* EXERCISES *
**a.** Write out the part of the review of Keith Emerson's recordings between "From the ghostly" and "to happen next.", inclusive.
**b.** In the review of Keith Emerson's recordings, where and on what date did the Keith Emerson Band make its rare live recording?
**c.** Carry on the review of Keith Emerson's recordings from its last sentence.

* SELECTED TEXT *
It helped him get away from the Prog trio that he was known for and showed how much he can do by removing the tension between Greg and Carl. Bonilla, whose voice resembles the sounds of John Wetton, adds the energy, spirit, and fire that was needed for the Keith Emerson Band. And he was like a breath of fresh-air to lend Keith a helping hand throughout the band’s sole self-titled debut in 2008 and the Moscow live 2-CD set.
From the ghostly spirits calling for their loved one into a heavy blistering rocking voyage on the 2-parter ‘Miles Away’, the William D. Drake approach into a soaring train ride from ‘Crusaders Cross’ to Fugue’ and returning once more to the pipe organ with a ‘2nd Presence’, it feels like a continuation where Tarkus had left off.
The Moscow Theatre from the 2-CD set live recording shows more of the attitude, chemistry, and fun there was as they take audiences into the ‘Marche Train’, the folk dance with a Premiata Fornernia Marconi approach of the Argentinian folk dance of the ‘Malambo’, a blistering take of ‘Karn Evil 9: 1st Impression (Part 2)’ with Scott Joplin’s ‘Maple Leaf Rag’ and excerpts of the ‘Nutrocker Suite’ from Tchaikovsky makes them enjoy the fun for what is about to happen next.
A rare live recording the Keith Emerson band did at B.B. King’s Blues Club and Grill in New York on May 21, 2004, will make you close your eyes and being at the club, witnessing the band going from takes of The Nice’s controversial hit of Leonard Bernstein’s ‘America’ from West Side Story, followed by ‘Rondo’ with its arpeggiated textures, Dave Kilminster (Roger Waters, Steven Wilson) doing an incredible take of ‘Country Pie’ with Phil Williams’ nod to Lee Jackson’s motif on the Bass, ‘Karelia Suite’, audiences clapping along to the ragtime arrangements on ‘A Cajun Alley’, and Kilminster’s acoustic ballad ‘Just Crazy’ sets up this scenario of finding hope and sympathy.
Now closing the story of ELP. After the band’s one-off gig at Classic Rock’s High Voltage festival at Victoria Park in London on July 25, 2010, the trio came full circle. Despite the technical problems, you can tell it was their last farewell, saying goodbye and thank you to their fans.
When Keith and Greg released Live at Manticore Hall which was recorded at the Ridgefield Playhouse on May 8th, two months before their farewell gig at the High Voltage Festival with Carl Palmer, it was a reflection of revisiting their golden-era between ELP and the gentle, mournful, and acoustic crisp of King Crimson’s 1969 classic, ‘I Talk to the Wind’.

* ENTRIES SHOWN *
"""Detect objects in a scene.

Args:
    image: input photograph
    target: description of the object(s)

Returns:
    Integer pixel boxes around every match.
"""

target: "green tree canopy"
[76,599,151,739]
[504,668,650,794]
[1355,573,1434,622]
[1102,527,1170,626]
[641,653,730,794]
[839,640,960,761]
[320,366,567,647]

* OUTPUTS BY TASK *
**a.**
From the ghostly spirits calling for their loved one into a heavy blistering rocking voyage on the 2-parter ‘Miles Away’, the William D. Drake approach into a soaring train ride from ‘Crusaders Cross’ to Fugue’ and returning once more to the pipe organ with a ‘2nd Presence’, it feels like a continuation where Tarkus had left off.
The Moscow Theatre from the 2-CD set live recording shows more of the attitude, chemistry, and fun there was as they take audiences into the ‘Marche Train’, the folk dance with a Premiata Fornernia Marconi approach of the Argentinian folk dance of the ‘Malambo’, a blistering take of ‘Karn Evil 9: 1st Impression (Part 2)’ with Scott Joplin’s ‘Maple Leaf Rag’ and excerpts of the ‘Nutrocker Suite’ from Tchaikovsky makes them enjoy the fun for what is about to happen next.

**b.** At B.B. King's Blues Club and Grill in New York on May 21, 2004.

**c.**
You could feel the love, the emotion, and beauty the duo have brought a different form of the classic’s fans know and love. The stories and the humour they talked about the origins behind the songs, the meetings between these two comrades between The Nice and King Crimson at the Fillmore West for four nights at the end of that time period in December of that year, and the rest as they say is history.
From the ragtime take of ‘Bitches Crystal’, a brutal version of ‘The Barbarian’, a Monk-sque turned hypnotising approach of the ‘Tarkus’ suite that clocks in at 17-minutes, a haunting version of ‘C’est La Vie’, and the roaring sailing to new adventures of ‘Pirates’ makes it a perfect evening to give audiences a night they’ll never forget. And closing it off with ‘Lucky Man’.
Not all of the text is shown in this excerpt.